Decades ago – long before I became gray and respectable – I was a big fan of the punk rock band Devo. I found myself remembering their second album just now; specifically, the title of the album: “Duty Now For The Future.” Today, that phrase seems to carry an unexpected weight; it seems pregnant with meaning and promise.
As I write these words, President Obama has just finished his inaugural address. It was an address for the ages, and yet one that was desperately needed at this particular time in our history. It pointed the way forward with resonant themes from a simpler and more honest time. The themes of duty, sacrifice, responsibility, obligation, and service.
To which I can only respond: it’s about time. Long past time, in fact. Long past time for Americans across the entire political spectrum (as well as those who consider themselves apolitical) to embody these ideas — ideas that have recently been misappropriated by the hard-right fringe of the body politic and used as blunt instruments of political demagoguery.

○ ○ ○ ○

§ **Required actions**:
1. Echo the essay on Obama's inaugural address word for word, beginning at the words "As I write these" and stopping after "obligation, and service.".
2. Give what follows in the essay on Obama's inaugural address, picking up after its last sentence.
The data that comes after the essay isn't needed.

[Items from a data source]

○ ○ ○ ○

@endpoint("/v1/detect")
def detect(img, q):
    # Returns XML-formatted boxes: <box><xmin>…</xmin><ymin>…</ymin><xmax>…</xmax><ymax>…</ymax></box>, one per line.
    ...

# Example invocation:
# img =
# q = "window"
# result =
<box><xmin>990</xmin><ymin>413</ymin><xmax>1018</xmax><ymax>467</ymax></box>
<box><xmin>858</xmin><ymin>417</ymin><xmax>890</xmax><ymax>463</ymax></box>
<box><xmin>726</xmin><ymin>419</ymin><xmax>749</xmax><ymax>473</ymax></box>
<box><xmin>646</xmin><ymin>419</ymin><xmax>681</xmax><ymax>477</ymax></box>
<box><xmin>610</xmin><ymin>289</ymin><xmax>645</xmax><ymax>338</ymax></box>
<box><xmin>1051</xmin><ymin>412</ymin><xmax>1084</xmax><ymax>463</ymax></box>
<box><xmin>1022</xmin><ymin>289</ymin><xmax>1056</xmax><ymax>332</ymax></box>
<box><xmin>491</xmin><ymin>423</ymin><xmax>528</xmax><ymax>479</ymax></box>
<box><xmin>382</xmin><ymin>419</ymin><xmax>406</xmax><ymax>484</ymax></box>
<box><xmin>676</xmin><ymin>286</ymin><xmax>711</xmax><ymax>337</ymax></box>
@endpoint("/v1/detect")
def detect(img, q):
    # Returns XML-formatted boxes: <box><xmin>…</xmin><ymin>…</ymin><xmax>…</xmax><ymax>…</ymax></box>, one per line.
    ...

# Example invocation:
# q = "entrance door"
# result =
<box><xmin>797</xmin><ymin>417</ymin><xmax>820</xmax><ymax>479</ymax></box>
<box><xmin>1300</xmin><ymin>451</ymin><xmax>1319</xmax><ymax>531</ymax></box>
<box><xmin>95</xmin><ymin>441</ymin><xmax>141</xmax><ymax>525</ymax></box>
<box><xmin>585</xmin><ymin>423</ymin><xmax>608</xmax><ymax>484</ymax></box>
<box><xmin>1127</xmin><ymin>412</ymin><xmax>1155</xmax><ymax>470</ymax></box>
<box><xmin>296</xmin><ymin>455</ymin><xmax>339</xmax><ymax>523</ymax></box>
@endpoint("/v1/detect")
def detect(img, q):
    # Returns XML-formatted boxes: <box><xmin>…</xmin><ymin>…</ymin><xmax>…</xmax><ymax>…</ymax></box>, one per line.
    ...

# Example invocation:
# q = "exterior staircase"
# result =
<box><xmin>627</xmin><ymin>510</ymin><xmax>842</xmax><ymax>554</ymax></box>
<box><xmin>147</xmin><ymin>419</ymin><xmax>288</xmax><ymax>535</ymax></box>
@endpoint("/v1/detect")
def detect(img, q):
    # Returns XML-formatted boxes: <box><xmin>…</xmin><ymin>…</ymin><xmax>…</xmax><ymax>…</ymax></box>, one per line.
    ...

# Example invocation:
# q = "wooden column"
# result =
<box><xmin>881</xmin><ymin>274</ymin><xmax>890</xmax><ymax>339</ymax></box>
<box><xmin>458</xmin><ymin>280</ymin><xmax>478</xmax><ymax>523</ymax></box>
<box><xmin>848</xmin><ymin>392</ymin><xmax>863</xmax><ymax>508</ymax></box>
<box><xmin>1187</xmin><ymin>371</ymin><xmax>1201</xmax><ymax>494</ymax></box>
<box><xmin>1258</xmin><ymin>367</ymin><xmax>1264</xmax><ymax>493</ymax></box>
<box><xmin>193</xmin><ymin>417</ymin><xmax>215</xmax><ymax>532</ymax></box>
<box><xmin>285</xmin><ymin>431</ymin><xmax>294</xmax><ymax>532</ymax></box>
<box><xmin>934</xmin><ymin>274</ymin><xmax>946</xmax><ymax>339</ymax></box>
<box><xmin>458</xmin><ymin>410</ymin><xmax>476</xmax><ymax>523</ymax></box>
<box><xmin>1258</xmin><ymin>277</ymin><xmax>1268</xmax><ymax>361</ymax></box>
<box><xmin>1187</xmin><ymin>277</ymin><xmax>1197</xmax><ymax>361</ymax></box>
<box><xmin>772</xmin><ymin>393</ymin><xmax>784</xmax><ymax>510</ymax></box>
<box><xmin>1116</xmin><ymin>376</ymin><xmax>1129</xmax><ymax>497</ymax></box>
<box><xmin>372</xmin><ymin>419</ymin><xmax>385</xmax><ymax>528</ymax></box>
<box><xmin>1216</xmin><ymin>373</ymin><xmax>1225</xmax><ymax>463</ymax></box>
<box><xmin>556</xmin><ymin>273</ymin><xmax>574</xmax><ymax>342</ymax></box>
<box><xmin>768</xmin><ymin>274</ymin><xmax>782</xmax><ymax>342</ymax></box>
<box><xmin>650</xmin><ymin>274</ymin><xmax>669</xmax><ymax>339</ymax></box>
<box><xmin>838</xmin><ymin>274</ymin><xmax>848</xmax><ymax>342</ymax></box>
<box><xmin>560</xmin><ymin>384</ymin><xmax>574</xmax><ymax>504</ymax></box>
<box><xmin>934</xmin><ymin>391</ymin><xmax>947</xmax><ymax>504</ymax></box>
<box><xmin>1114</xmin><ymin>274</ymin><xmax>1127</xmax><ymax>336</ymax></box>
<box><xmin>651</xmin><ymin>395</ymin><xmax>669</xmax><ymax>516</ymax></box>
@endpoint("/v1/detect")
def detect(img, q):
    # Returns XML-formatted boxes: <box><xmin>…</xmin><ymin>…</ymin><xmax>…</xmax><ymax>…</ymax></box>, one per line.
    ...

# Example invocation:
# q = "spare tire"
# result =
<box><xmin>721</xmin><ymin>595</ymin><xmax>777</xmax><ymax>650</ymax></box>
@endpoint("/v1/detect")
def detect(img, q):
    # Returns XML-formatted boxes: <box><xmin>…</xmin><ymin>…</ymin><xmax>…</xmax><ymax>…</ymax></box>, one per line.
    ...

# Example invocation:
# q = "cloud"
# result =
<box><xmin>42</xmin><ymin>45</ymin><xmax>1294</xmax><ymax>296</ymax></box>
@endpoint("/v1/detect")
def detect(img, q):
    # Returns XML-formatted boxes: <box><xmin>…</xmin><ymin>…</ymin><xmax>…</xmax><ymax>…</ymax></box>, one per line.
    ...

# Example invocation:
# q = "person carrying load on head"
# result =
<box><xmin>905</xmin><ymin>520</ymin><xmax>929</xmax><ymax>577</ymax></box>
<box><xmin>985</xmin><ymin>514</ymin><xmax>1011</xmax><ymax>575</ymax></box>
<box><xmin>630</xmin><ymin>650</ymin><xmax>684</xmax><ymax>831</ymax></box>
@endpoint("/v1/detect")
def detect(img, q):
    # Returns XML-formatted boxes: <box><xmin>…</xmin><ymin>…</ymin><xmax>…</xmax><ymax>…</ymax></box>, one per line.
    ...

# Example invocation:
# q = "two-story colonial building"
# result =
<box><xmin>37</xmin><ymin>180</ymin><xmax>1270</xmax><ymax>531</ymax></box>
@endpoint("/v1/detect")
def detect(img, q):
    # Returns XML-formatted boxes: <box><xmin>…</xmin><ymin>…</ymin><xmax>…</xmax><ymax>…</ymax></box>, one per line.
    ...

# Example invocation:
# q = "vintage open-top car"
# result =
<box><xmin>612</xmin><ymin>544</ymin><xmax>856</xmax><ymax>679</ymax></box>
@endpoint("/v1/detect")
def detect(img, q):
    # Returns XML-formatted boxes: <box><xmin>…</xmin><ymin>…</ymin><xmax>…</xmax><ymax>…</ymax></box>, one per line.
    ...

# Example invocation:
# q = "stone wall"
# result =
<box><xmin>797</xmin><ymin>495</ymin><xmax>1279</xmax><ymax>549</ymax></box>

○ ○ ○ ○

§ **Answers given**:
1.
As I write these words, President Obama has just finished his inaugural address. It was an address for the ages, and yet one that was desperately needed at this particular time in our history. It pointed the way forward with resonant themes from a simpler and more honest time. The themes of duty, sacrifice, responsibility, obligation, and service.

2.
It’s a funny thing about America: almost no one talked about duties anymore. All we hear from Americans is the endless din about “rights.” The idea that our rights can exist in a social vacuum, without a corresponding set of duties, is a toxic idea that is poisoning America. We have come to believe that we are nothing more than individuals, and that as such all we need concern ourselves with is rights, and never with obligations.
Let’s talk about obligations for a change, and about duties. A philosophy that proclaims the idea that rights do not have their basis in duty and obligation must inevitably result in a sick, narcissistic citizenry, a citizenry from whom the endless, birds-nest cheeps of “Me! Me! Me! Me!” has reached deafening volume. It is time for less talk about our rights as citizens, and more talk about our duties as citizens.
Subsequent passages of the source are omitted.